▸ **Dataset records**:
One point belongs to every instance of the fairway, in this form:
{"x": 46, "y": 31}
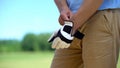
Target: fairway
{"x": 27, "y": 60}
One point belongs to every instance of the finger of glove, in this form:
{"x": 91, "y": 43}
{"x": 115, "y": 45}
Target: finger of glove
{"x": 63, "y": 45}
{"x": 67, "y": 46}
{"x": 60, "y": 44}
{"x": 55, "y": 43}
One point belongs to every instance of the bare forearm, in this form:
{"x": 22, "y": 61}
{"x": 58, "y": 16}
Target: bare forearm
{"x": 61, "y": 4}
{"x": 88, "y": 8}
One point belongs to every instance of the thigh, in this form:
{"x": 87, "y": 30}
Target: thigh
{"x": 98, "y": 44}
{"x": 68, "y": 58}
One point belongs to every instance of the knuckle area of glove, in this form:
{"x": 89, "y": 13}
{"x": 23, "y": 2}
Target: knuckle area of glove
{"x": 76, "y": 44}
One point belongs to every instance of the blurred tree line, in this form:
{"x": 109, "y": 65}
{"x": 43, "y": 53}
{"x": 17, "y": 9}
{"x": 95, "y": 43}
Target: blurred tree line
{"x": 30, "y": 42}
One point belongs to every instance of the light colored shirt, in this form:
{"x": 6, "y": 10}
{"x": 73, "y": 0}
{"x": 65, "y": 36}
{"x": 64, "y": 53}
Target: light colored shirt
{"x": 74, "y": 5}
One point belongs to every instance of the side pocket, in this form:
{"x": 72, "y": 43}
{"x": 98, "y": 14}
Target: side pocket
{"x": 108, "y": 19}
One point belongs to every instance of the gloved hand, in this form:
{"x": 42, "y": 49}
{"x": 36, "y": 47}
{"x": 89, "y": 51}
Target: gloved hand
{"x": 62, "y": 38}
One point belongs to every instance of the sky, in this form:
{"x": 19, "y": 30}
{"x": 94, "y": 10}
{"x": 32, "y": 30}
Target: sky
{"x": 19, "y": 17}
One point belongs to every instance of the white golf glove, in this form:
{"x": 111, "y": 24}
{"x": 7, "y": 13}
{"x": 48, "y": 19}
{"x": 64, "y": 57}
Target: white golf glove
{"x": 62, "y": 38}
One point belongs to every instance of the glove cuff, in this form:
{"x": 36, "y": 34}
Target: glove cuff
{"x": 63, "y": 38}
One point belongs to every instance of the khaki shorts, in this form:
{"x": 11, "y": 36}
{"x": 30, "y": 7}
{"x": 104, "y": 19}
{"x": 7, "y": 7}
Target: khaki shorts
{"x": 100, "y": 46}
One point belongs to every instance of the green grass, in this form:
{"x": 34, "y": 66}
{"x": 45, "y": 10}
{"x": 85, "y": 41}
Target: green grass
{"x": 27, "y": 60}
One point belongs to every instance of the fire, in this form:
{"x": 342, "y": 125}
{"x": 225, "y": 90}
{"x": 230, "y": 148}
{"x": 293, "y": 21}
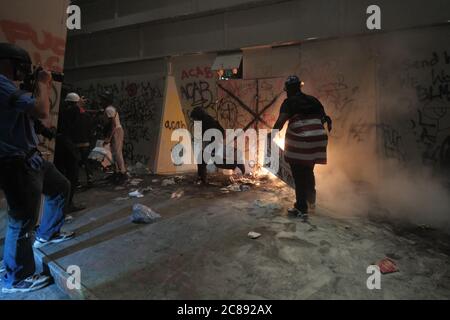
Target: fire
{"x": 280, "y": 137}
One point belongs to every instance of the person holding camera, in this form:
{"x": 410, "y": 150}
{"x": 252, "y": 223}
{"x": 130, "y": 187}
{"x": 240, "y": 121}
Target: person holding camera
{"x": 24, "y": 174}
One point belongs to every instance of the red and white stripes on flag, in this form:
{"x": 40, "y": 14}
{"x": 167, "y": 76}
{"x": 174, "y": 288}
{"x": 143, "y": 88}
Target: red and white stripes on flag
{"x": 306, "y": 141}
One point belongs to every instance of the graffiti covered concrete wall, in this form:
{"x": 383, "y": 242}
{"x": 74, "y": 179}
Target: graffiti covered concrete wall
{"x": 196, "y": 83}
{"x": 414, "y": 81}
{"x": 28, "y": 26}
{"x": 341, "y": 74}
{"x": 139, "y": 100}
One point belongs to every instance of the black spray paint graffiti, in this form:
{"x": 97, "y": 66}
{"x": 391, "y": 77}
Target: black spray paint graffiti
{"x": 339, "y": 98}
{"x": 430, "y": 121}
{"x": 198, "y": 93}
{"x": 393, "y": 143}
{"x": 138, "y": 104}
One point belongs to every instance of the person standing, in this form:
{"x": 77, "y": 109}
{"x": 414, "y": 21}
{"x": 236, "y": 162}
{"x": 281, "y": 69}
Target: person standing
{"x": 115, "y": 137}
{"x": 305, "y": 142}
{"x": 67, "y": 154}
{"x": 25, "y": 175}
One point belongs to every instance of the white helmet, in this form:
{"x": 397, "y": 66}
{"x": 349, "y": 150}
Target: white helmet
{"x": 72, "y": 97}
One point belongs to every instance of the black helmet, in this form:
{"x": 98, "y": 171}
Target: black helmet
{"x": 107, "y": 96}
{"x": 19, "y": 57}
{"x": 292, "y": 80}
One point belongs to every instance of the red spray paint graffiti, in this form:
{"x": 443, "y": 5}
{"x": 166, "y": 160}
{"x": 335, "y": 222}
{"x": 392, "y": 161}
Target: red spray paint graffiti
{"x": 18, "y": 31}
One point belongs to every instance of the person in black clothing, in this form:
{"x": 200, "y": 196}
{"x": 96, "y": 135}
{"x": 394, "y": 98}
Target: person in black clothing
{"x": 67, "y": 154}
{"x": 208, "y": 122}
{"x": 296, "y": 103}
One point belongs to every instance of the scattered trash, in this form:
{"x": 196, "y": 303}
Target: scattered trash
{"x": 168, "y": 182}
{"x": 387, "y": 266}
{"x": 135, "y": 194}
{"x": 177, "y": 194}
{"x": 178, "y": 178}
{"x": 270, "y": 206}
{"x": 138, "y": 169}
{"x": 146, "y": 189}
{"x": 101, "y": 154}
{"x": 135, "y": 182}
{"x": 236, "y": 187}
{"x": 121, "y": 199}
{"x": 143, "y": 214}
{"x": 254, "y": 235}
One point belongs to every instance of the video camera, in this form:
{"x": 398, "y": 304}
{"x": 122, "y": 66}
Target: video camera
{"x": 30, "y": 80}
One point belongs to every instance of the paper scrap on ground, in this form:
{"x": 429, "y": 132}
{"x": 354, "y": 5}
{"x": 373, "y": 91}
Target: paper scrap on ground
{"x": 254, "y": 235}
{"x": 136, "y": 194}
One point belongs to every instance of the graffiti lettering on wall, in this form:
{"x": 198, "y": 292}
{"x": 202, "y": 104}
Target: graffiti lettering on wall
{"x": 197, "y": 89}
{"x": 198, "y": 93}
{"x": 438, "y": 87}
{"x": 392, "y": 143}
{"x": 139, "y": 104}
{"x": 173, "y": 125}
{"x": 430, "y": 110}
{"x": 197, "y": 72}
{"x": 341, "y": 98}
{"x": 42, "y": 41}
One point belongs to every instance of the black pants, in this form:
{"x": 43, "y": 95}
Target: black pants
{"x": 84, "y": 155}
{"x": 305, "y": 186}
{"x": 23, "y": 187}
{"x": 67, "y": 158}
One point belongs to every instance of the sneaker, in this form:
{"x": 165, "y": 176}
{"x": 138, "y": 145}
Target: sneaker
{"x": 74, "y": 208}
{"x": 32, "y": 283}
{"x": 298, "y": 213}
{"x": 59, "y": 237}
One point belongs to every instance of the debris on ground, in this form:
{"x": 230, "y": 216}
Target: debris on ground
{"x": 135, "y": 182}
{"x": 254, "y": 235}
{"x": 235, "y": 188}
{"x": 135, "y": 194}
{"x": 138, "y": 169}
{"x": 68, "y": 219}
{"x": 177, "y": 194}
{"x": 269, "y": 206}
{"x": 143, "y": 214}
{"x": 178, "y": 179}
{"x": 168, "y": 182}
{"x": 146, "y": 189}
{"x": 121, "y": 198}
{"x": 387, "y": 265}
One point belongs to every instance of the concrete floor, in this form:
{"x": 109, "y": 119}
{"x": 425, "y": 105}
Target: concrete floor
{"x": 199, "y": 249}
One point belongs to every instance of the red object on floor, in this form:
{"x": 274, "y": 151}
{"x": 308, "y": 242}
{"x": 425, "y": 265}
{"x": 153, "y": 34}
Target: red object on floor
{"x": 387, "y": 266}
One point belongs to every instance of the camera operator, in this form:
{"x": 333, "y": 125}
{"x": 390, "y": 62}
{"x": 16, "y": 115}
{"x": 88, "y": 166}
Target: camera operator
{"x": 24, "y": 174}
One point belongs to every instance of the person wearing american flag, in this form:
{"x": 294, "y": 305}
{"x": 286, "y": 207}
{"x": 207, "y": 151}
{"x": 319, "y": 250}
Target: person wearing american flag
{"x": 305, "y": 142}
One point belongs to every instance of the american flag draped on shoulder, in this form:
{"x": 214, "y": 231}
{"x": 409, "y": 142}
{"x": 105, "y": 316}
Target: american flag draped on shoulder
{"x": 306, "y": 140}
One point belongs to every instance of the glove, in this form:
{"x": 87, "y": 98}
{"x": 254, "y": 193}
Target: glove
{"x": 35, "y": 161}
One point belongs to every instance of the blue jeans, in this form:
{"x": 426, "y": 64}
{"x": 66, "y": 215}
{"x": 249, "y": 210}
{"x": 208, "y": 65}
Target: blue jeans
{"x": 23, "y": 187}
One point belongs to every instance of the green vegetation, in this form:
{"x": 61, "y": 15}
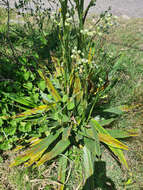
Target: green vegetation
{"x": 68, "y": 89}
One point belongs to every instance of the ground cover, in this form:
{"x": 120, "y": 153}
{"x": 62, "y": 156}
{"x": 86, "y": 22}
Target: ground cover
{"x": 128, "y": 90}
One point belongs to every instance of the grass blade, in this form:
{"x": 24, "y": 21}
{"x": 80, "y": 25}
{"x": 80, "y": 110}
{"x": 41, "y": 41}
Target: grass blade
{"x": 58, "y": 149}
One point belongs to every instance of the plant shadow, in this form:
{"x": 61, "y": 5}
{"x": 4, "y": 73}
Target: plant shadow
{"x": 99, "y": 178}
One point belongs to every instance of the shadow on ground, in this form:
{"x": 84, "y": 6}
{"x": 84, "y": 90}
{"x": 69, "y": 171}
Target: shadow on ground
{"x": 99, "y": 179}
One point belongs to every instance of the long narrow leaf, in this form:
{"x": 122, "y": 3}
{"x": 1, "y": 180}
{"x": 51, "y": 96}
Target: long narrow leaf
{"x": 35, "y": 152}
{"x": 109, "y": 140}
{"x": 36, "y": 110}
{"x": 88, "y": 166}
{"x": 63, "y": 161}
{"x": 116, "y": 151}
{"x": 50, "y": 87}
{"x": 119, "y": 134}
{"x": 58, "y": 149}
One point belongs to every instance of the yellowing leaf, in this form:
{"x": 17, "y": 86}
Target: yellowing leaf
{"x": 58, "y": 149}
{"x": 109, "y": 140}
{"x": 35, "y": 152}
{"x": 116, "y": 151}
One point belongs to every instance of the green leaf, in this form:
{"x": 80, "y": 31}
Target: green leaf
{"x": 50, "y": 86}
{"x": 116, "y": 151}
{"x": 106, "y": 121}
{"x": 26, "y": 75}
{"x": 116, "y": 110}
{"x": 35, "y": 152}
{"x": 65, "y": 98}
{"x": 36, "y": 110}
{"x": 28, "y": 85}
{"x": 22, "y": 100}
{"x": 88, "y": 166}
{"x": 109, "y": 140}
{"x": 1, "y": 122}
{"x": 58, "y": 149}
{"x": 63, "y": 161}
{"x": 118, "y": 133}
{"x": 70, "y": 105}
{"x": 42, "y": 85}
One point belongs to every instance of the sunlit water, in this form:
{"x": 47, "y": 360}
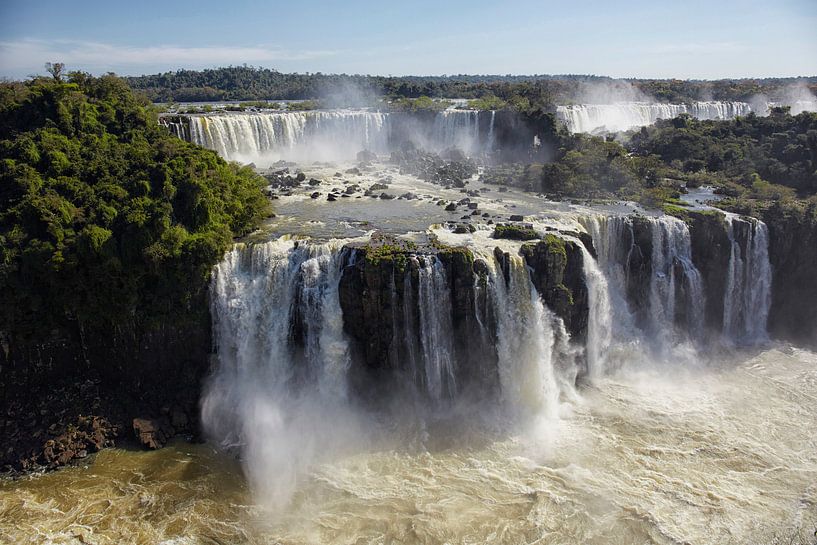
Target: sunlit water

▸ **What is required**: What is needed is each line of the entries that contains the word "water".

▸ **Exercise output**:
One point belongs to every instance of the sunlit water, in this form:
Target: sunlit water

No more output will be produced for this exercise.